-------- Material supplied --------

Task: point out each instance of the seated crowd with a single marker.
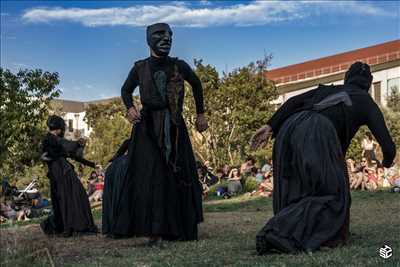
(370, 175)
(21, 205)
(229, 181)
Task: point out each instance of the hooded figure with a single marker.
(161, 195)
(71, 210)
(311, 197)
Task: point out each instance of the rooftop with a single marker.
(324, 66)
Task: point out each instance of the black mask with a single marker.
(56, 123)
(360, 75)
(159, 38)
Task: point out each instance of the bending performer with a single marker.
(311, 197)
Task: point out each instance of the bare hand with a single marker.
(201, 123)
(133, 115)
(261, 136)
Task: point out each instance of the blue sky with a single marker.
(93, 44)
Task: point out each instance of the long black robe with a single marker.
(71, 208)
(113, 187)
(311, 197)
(162, 195)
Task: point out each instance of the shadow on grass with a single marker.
(238, 203)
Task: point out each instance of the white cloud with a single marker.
(181, 14)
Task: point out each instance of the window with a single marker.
(70, 126)
(377, 92)
(393, 84)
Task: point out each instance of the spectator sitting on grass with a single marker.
(368, 145)
(372, 182)
(227, 170)
(259, 176)
(234, 182)
(265, 188)
(9, 213)
(220, 176)
(267, 166)
(91, 183)
(359, 179)
(99, 187)
(247, 167)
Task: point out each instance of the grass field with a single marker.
(226, 238)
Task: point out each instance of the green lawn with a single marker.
(226, 239)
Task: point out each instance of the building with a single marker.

--------

- [How to complete this task] From the line containing "Task: point out each instance of the bending" down to the last line of the data above, copy every line exactly; leave out all other lines.

- [Solved exercise]
Task: point out each instance of the bending performer with a single marker.
(311, 197)
Task: point out each instance of the bare hand with a single marker.
(201, 123)
(133, 115)
(261, 136)
Task: point out each instance of the blue sky with a single marker.
(93, 44)
Task: point out each instance of the long black robe with a single marker.
(71, 208)
(113, 187)
(311, 197)
(162, 195)
Task: point out each instance of the shadow on grass with a single marker.
(238, 203)
Task: point out each instance of the white cloud with a single marker.
(181, 14)
Task: point out each instance of the window with a single marker.
(70, 126)
(377, 92)
(393, 84)
Task: point out each instance of the spectator sitting on grass with a single marker.
(368, 145)
(372, 182)
(227, 170)
(259, 176)
(234, 182)
(265, 188)
(9, 213)
(220, 176)
(267, 166)
(91, 183)
(359, 179)
(99, 187)
(247, 167)
Task: point out each instance of the grass field with a single marker.
(226, 238)
Task: point out each instance of the green lawn with a single marker.
(226, 239)
Task: point out each instance of the building with a single marker.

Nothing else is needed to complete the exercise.